* **Extrait**:

+ + + +

Le Ciel feu : un nouvel album tout en violence contenue pour entrer dans l'intense monde intérieur de Yazik
- Écrit par : Virginie Gossart
Par Virginie Gossart - Lagrandeparade.fr/ Cela fait déjà plusieurs années que Yazik arpente les routes, armé de sa Stratocaster de toujours et de ses vieux amplis au charme suranné. Déjà deux albums ( "Dépendant évidemment" en 2010, et "Appartement 19" en 2012) et deux EP's ("Être lui" en 2014 et "Le Ciel feu" en 2017) au compteur de ce jeune artiste aux multiples influences et au talent prometteur. En amoureux des mots et chercheur de sons, c'est avec une grande simplicité que Yazik a bien voulu répondre à nos questions...
Combien de temps vous a pris la conception de ce nouvel EP intitulé "Le ciel feu" ? Racontez-nous les différentes étapes qui ont été nécessaires pour obtenir ces quatre nouveaux morceaux.

+ + + +

* **Enregistrements**:
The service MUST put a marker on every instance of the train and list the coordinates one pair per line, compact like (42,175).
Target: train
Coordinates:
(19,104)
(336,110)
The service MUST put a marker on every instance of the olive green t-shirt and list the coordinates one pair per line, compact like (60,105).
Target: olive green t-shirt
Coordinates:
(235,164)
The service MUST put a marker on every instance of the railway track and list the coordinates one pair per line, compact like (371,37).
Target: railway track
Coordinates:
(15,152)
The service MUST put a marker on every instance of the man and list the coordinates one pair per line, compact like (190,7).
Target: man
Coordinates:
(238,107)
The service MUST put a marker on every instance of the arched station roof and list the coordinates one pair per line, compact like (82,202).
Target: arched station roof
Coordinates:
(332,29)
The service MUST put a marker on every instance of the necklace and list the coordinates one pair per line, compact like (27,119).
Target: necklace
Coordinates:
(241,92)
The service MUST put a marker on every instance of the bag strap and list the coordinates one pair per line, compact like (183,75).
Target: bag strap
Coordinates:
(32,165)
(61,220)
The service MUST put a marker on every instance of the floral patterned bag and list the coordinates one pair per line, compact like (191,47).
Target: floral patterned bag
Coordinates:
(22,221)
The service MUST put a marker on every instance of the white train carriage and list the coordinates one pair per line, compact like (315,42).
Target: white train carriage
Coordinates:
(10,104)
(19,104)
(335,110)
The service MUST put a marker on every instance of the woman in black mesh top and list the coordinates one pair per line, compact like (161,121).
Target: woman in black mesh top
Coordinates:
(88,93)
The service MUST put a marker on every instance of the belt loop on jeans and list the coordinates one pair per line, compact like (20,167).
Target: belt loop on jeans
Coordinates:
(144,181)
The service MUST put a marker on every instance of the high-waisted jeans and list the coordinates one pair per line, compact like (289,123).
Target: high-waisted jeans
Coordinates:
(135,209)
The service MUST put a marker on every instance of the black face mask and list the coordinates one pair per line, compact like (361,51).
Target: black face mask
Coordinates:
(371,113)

+ + + +

* **Consignes**:
1/ Recopiez le passage de l'extrait sur Yazik en commençant par "Le Ciel feu : un" et en allant jusqu'à "à nos questions...", en changeant "Stratocaster" en "Telecaster".
2/ Répondez à ces questions à partir de l'extrait sur Yazik :
(a) Qui a écrit cet article ?
(b) En quelle année est sorti l'album "Appartement 19" ?
(c) Combien de nouveaux morceaux compte "Le ciel feu" ?

* **Réponses**:
1/
Le Ciel feu : un nouvel album tout en violence contenue pour entrer dans l'intense monde intérieur de Yazik
- Écrit par : Virginie Gossart
Par Virginie Gossart - Lagrandeparade.fr/ Cela fait déjà plusieurs années que Yazik arpente les routes, armé de sa Telecaster de toujours et de ses vieux amplis au charme suranné. Déjà deux albums ( "Dépendant évidemment" en 2010, et "Appartement 19" en 2012) et deux EP's ("Être lui" en 2014 et "Le Ciel feu" en 2017) au compteur de ce jeune artiste aux multiples influences et au talent prometteur. En amoureux des mots et chercheur de sons, c'est avec une grande simplicité que Yazik a bien voulu répondre à nos questions...

2/
(a) Virginie Gossart
(b) En 2012
(c) Quatre